Problem description: Your task is to transcribe the data in full.

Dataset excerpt

::::::::

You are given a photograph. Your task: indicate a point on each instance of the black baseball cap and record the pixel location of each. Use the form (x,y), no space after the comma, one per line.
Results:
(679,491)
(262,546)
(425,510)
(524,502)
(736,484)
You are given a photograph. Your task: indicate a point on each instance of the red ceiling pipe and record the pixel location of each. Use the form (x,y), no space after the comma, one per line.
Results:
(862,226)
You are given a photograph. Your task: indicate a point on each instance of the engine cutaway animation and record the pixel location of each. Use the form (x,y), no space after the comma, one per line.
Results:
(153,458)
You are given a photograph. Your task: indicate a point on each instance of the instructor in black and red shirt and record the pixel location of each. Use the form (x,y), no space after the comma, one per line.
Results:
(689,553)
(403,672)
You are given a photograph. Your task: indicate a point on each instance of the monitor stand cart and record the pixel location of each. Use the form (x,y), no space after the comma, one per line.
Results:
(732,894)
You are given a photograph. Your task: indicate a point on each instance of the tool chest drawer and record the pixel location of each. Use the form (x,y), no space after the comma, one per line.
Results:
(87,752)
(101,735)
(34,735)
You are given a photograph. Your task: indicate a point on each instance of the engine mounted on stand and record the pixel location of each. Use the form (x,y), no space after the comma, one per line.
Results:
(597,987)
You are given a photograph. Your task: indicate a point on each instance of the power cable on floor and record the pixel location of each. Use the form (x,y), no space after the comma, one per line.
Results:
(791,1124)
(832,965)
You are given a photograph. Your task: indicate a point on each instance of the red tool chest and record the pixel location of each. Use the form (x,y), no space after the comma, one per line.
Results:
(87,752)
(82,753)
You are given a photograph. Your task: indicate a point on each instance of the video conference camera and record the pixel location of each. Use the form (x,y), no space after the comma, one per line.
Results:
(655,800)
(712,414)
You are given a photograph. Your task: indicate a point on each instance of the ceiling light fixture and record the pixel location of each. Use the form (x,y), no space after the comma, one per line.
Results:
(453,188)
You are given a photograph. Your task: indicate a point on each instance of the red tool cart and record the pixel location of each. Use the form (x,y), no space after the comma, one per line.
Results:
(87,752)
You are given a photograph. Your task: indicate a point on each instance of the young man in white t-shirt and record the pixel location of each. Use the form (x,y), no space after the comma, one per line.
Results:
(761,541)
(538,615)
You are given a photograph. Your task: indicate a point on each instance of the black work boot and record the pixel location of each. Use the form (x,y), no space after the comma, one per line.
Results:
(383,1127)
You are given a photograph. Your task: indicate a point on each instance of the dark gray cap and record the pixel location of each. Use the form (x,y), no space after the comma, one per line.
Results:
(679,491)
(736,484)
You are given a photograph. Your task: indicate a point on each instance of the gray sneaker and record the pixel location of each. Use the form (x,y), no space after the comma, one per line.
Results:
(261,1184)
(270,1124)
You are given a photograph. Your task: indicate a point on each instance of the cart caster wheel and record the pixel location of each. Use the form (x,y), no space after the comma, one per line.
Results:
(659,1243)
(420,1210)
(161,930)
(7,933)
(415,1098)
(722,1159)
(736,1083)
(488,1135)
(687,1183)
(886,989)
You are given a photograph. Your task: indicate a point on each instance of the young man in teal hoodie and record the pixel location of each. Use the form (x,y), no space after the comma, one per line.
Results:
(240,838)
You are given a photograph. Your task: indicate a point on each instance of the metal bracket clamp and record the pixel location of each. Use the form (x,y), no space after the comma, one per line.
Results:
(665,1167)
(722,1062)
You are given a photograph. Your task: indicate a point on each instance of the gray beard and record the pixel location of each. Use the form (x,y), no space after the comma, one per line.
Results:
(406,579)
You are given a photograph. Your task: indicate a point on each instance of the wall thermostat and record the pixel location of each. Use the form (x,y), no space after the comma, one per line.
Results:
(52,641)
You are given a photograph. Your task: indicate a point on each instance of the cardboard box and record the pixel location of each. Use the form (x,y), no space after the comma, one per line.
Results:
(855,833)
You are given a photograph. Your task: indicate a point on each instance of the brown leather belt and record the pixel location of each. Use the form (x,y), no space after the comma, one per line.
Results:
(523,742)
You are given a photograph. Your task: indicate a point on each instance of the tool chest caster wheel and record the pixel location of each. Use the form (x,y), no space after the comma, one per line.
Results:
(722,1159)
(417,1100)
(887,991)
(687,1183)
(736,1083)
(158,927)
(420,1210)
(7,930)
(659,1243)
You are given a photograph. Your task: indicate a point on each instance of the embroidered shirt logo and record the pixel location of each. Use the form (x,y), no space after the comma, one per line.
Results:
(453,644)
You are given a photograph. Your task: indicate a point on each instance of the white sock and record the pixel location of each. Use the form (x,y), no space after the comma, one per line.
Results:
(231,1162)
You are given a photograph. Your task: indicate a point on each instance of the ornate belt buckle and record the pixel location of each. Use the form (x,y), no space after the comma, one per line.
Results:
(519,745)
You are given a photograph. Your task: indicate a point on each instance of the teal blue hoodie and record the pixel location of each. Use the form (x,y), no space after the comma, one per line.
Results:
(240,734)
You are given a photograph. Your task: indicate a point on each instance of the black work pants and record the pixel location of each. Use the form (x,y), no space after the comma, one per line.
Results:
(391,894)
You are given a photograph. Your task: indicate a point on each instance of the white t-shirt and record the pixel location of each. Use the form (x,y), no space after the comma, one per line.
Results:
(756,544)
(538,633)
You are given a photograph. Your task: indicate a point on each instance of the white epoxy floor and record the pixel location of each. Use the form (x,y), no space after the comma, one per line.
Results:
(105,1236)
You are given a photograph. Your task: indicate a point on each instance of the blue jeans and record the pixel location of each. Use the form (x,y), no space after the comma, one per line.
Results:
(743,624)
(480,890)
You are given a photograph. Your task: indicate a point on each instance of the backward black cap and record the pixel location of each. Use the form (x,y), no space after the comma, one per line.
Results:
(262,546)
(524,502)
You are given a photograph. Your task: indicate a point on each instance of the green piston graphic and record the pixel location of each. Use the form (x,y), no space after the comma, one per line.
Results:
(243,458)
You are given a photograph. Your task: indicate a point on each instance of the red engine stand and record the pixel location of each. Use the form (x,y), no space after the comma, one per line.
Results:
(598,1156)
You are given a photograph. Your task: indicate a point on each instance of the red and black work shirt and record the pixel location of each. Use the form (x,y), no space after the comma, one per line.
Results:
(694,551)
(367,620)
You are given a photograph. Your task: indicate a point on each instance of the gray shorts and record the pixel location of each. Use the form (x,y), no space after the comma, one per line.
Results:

::::::::

Full solution:
You are given a photograph. Your task: indicate a point on each instance of the black baseball cap and record the pixel location of each. Use the form (x,y), no space after the comma, one per line.
Results:
(679,491)
(262,546)
(425,510)
(524,502)
(736,484)
You are given a photograph. Your task: indicate a point on each instance of the red ceiling pipe and record the pixel location of each. Use the form (x,y), no space after the comma, one per line.
Results:
(862,226)
You are given a photograph. Your task: indicate a point on each instance of the engine cutaway animation and record the pixel location of each. Use the form (x,y), no space after the comma, one per line.
Results:
(153,458)
You are given a photograph. Your task: indicate a point on each instance of the instructor in black and red shirt and record the pixel location of each. Use the form (x,y), no space after the comma, one per line.
Results:
(689,553)
(403,672)
You are given a photograph. Your task: indicate a point on each instance of the monitor stand cart and record the pixel location of each. Use the form (x,y), no space after the comma, one per line.
Results:
(732,894)
You are given a photograph. Your task: indicate a point on each instance of the tool chest drawer and record the pixel location of each. Use the form (x,y), no space after the comma, one per line.
Results:
(87,752)
(101,735)
(34,735)
You are given a photograph. Your task: indicate a point on each instance of the engine mounted on stand and record the pixel location of each. Use the form (x,y), no space after the comma, one per line.
Results:
(597,987)
You are given a photograph. Your task: indicate a point on each instance of the power cable on floor and record the pixel location of each. Use the form (x,y), no space after the comma, one per line.
Results:
(791,1124)
(832,965)
You are given a photograph. Your task: indicate a point on each instance of the red tool chest and record the pixel location of each. Use the form (x,y), no space after the comma, one per line.
Results:
(87,752)
(82,753)
You are given a photograph. Your task: indicate a point on each instance of the video conference camera and record the pixel location of each. Use the form (x,y), no space after the comma, one per line.
Results:
(655,800)
(712,414)
You are given a photograph. Your task: indicate a point on each instance of the ceiling light fixture and record the pixel location of each. Use the form (x,y), no space after the comma, one per line.
Results:
(453,188)
You are given a photograph. Your task: indicate a point on each instance of the red tool cart and record the pixel location of each. Use the form (x,y), no space after the comma, one per line.
Results:
(87,752)
You are given a photograph. Your task: indicate a point on each instance of the young man in white t-shirt and record the pixel location of each. Use the form (x,y), no space after the comma, one per line.
Results:
(761,541)
(538,615)
You are given a photograph. Your task: indicate a point on each instance of the black work boot and record the pixel location of each. Use the form (x,y), no space after the comma, one per line.
Results:
(383,1127)
You are given a photograph. Your task: indicate a point on each instance of the dark gray cap and record the pixel location of each. Use the form (x,y), no space after the comma, one per line.
Results:
(679,491)
(736,484)
You are given a photograph. Your task: indicate a point on each instance of the gray sneaker and record the pixel location of each. Use the form (x,y), no space after the comma, one per line.
Results:
(261,1184)
(270,1124)
You are given a photograph. Your task: indicate a point on each instance of the cart caster wheel and record the pixel location of each. Use the form (x,y), no space after the comma, one per line.
Results:
(659,1243)
(420,1210)
(161,930)
(7,933)
(415,1098)
(722,1159)
(736,1083)
(488,1135)
(687,1183)
(886,989)
You are given a photograph. Your task: indicate a point on each instance of the young man in teal hoodie and record the pixel location of each. Use the form (x,y), no space after the comma, one per line.
Results:
(240,838)
You are given a photograph. Your task: indicate a point on each instance of the metal bracket clamp and record the pixel location of each. Use the form (x,y), no space after the comma, one per line.
Results:
(665,1167)
(722,1062)
You are given a photograph. Your task: indicate a point on each instance of the gray beard and record the pixel location of each. Use the form (x,y), no space after the comma, one per line.
Results:
(406,579)
You are given a photograph. Your task: indicate a point on each instance of the wall thermostat and record the pixel location of each. Use the form (x,y), no space after the comma, one per line.
Results:
(52,641)
You are given a photograph. Your task: indicate a point on each instance of the cardboard box and record the pixel location of each. Use the form (x,y), no space after the comma, one per line.
Results:
(855,833)
You are given a photograph. Your task: indicate a point on each instance of the brown leather belt and record the pixel location of each. Use the form (x,y), no space after the comma, one per line.
Results:
(523,742)
You are given a photograph. Your task: indicate a point on each instance of the tool chest caster wheel and record the pixel location of each. Use the form (x,y), no space after the comma, one per line.
Results:
(722,1159)
(417,1100)
(887,991)
(687,1183)
(736,1083)
(158,927)
(420,1210)
(7,930)
(659,1243)
You are given a photograph. Your task: indicate a point on each instance of the embroidered shirt logo and record the pixel location of each. Use the form (x,y), no space after the comma, one per line.
Results:
(453,644)
You are given a photograph. Your task: indicate a point on each instance of the white sock and record the pixel location of each. Use the form (x,y), no space after the comma, one per line.
Results:
(231,1162)
You are given a photograph. Your task: indicate a point on each instance of the ornate belt buckle and record the pixel location of each. Use the form (x,y), no space after the comma, one per line.
Results:
(519,745)
You are given a photograph. Your task: indicate a point on each instance of the teal blue hoodie and record the pixel location of each. Use the form (x,y), no space after the comma, one per line.
Results:
(240,734)
You are given a photograph. Your task: indicate a point on each instance of the black work pants and record the pixel location of each. Use the form (x,y), no space after the comma, one per line.
Results:
(391,894)
You are given a photograph. Your task: indicate a point on each instance of the white t-shirt and record the pixel location of each. Use the form (x,y), no space after the comma, one per line.
Results:
(756,544)
(538,633)
You are given a photograph. Your task: indicate a point on each instance of the white epoxy floor and record the pixel location of each. Use the form (x,y), no space after the comma, one per line.
Results:
(105,1236)
You are given a photograph. Your task: indicate a point on each instance of the blue jeans and record the pixel location of each. Use the form (x,y), no space after the comma, one per line.
Results:
(743,624)
(480,890)
You are given a photograph. Your task: indicate a point on each instance of the backward black cap and record the pixel location of each. Use the form (x,y), no space after the comma, one per line.
Results:
(262,546)
(524,502)
You are given a photograph. Your task: indicate a point on each instance of the green piston graphic and record the pixel location of each. Use the form (x,y), no space after the comma, one per line.
Results:
(243,458)
You are given a photograph. Your task: indicate a point on each instance of the red engine stand and record the pixel location of each. Use the form (x,y), no space after the comma, one per line.
Results:
(598,1156)
You are given a photograph. Your task: indicate a point on each instance of the red and black work shirt and record the pixel location of each. Use the form (x,y), no space after the comma, one per line.
Results:
(694,551)
(367,620)
You are given a photograph. Your task: indicate a point on each instance of the gray shorts and record the pixel location of each. Use the form (x,y), no space after the comma, one per line.
Results:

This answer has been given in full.